### Instructions for the task:
An exact copy of every entry is required, minus the pictures.

### Data to examine:
------

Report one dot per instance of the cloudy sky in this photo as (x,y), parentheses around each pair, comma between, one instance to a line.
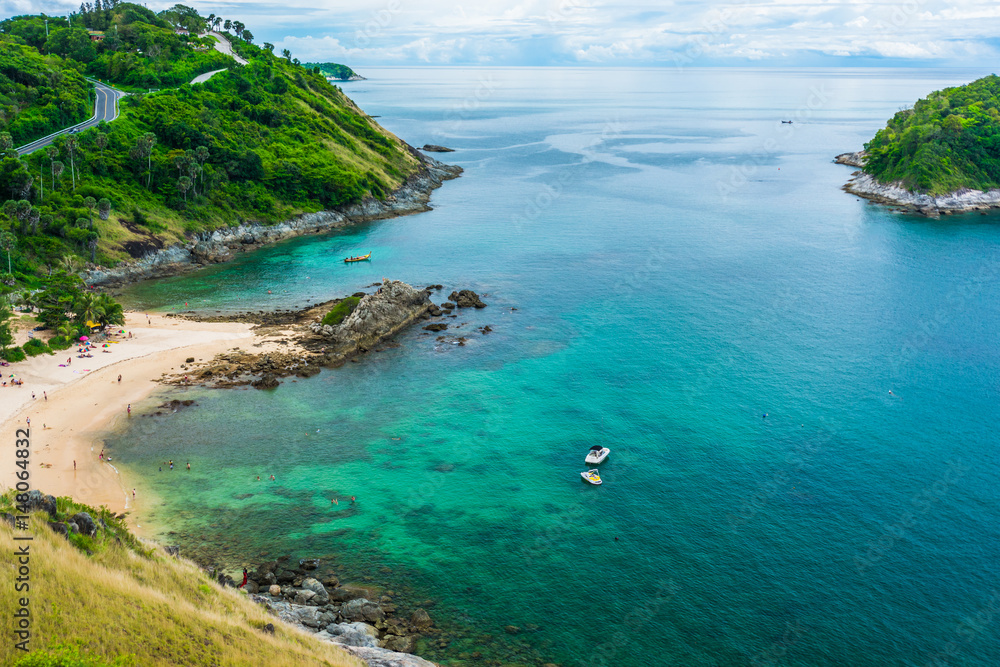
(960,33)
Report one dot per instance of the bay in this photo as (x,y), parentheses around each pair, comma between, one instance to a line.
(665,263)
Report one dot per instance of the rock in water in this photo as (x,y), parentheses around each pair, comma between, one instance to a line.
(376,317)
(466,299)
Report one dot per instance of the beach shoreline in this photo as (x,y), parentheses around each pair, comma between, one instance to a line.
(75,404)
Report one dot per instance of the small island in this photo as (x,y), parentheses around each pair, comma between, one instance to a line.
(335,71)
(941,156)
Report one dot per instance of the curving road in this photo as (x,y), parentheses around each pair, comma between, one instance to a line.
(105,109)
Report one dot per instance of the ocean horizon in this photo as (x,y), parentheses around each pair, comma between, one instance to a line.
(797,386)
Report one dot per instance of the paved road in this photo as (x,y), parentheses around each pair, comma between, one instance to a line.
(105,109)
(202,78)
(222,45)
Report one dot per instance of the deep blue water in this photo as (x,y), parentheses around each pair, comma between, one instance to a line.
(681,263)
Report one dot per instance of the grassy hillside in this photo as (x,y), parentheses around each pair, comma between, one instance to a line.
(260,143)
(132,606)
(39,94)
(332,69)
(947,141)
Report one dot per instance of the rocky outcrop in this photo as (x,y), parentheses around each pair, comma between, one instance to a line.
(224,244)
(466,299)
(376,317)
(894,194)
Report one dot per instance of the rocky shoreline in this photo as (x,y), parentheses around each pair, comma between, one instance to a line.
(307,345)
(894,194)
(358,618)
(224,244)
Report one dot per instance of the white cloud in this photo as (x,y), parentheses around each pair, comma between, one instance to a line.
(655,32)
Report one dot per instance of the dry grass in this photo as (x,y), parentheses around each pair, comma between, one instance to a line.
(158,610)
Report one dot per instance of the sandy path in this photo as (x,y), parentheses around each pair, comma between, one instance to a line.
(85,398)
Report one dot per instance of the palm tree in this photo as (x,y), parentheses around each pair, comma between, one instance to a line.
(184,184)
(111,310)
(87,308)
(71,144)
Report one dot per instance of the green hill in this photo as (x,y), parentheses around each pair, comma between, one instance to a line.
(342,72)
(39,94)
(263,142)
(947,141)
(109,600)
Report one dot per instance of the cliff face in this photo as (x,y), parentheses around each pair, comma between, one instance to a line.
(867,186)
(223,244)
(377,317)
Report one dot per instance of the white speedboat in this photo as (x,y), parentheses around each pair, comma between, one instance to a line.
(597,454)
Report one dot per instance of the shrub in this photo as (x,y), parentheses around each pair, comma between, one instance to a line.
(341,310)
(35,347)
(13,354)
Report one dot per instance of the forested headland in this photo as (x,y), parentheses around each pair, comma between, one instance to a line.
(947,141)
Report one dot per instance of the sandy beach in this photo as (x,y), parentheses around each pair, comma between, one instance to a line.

------

### Written solution:
Report one dot per instance of the cloudy sky in this photo as (x,y), parentheses around each pair, comma between, one instance to a line.
(960,33)
Report one dot per instance of the bay in this photo as (x,y), parentheses around each pair, comma between, one instance to a line.
(665,263)
Report one dot per instance of the rock in water in this photo as (x,y), parentheses around each pair, comma between, one instance to a line.
(376,317)
(466,299)
Report one dot per instance of the beach shoreline in this photo as (x,y), parentheses around each pair, comma between, one instance to a line.
(75,404)
Report one dot per instance of the small island in this photo as (x,y), parentheses around each pair, comma between, one instance to a line.
(335,71)
(941,156)
Report one dot per instance of the curving road in this photo as (x,y), parentheses around each pair, comma between, one instance to a line.
(105,109)
Report one dot per instance of the ocean horizon in this photo as (x,y), parentheses around each pair, comma between, one instance to a line.
(797,386)
Report one dot per instance of the paved road in this photo as (x,y), parentheses around each pair, comma between, one instance to a line.
(105,109)
(202,78)
(222,45)
Report one dot per instance of the deep blue water in this photo as (x,y), parentheses around each pair, comma between, one instance to a line.
(681,263)
Report one dot per instance of the grassy hillside in this photo as (x,y), parentheses around each pair, comma between, one instance to a line.
(260,143)
(132,606)
(39,94)
(332,69)
(947,141)
Report one dot per instance of the rocky outcrop in this photo as (x,y), parentheses around each pair, comma between, one instance to a line.
(224,244)
(466,299)
(376,317)
(894,194)
Report one dot per instance of the rocky shoreline in this photo as (x,y), parentheses around each pair, comma between, one instance to a line.
(307,345)
(894,194)
(358,618)
(224,244)
Report one dot per instance of the white cloud in this photo as (x,y), parentheses around each pair, comma between, one instance to a line.
(655,32)
Report one dot per instance of the dry grass in this photo as (x,y), parentheses around each pair, comma between, one instance to a line.
(158,610)
Report one dot per instance of the sandy path in this photo as (x,y), parentheses around each pair, comma between, one instance to a line.
(85,398)
Report one dot per instance of the palm tree in this photo as (x,y), parentheses around each pair, comma between, one instance to a line.
(184,184)
(111,310)
(87,308)
(71,144)
Report one dot per instance of the green hill in this photo as (x,y), parentheses around each pair, comma between, one instance to a line.
(342,72)
(39,94)
(263,142)
(947,141)
(109,600)
Report one dot per instance of the cliff face in this photo as (x,y), parentheses around each pair, comma between, one instance to a line.
(867,186)
(223,244)
(377,317)
Report one dot per instance of the white speedboat in this photo as (x,y), parentheses around each pair, comma between, one instance to a line.
(597,454)
Report one dot per instance of the shrub in this photo as (x,y), parentheses around each pair, comma between, one instance to a line.
(341,310)
(35,347)
(13,354)
Report one dot per instance of the forested headland in this photo as (x,y), parentheses around each pair, comma between, one instance to a line.
(947,141)
Report one dot per instance of the sandy beach in this photo as (x,y), parentheses around each pair, comma between, one instance to a line.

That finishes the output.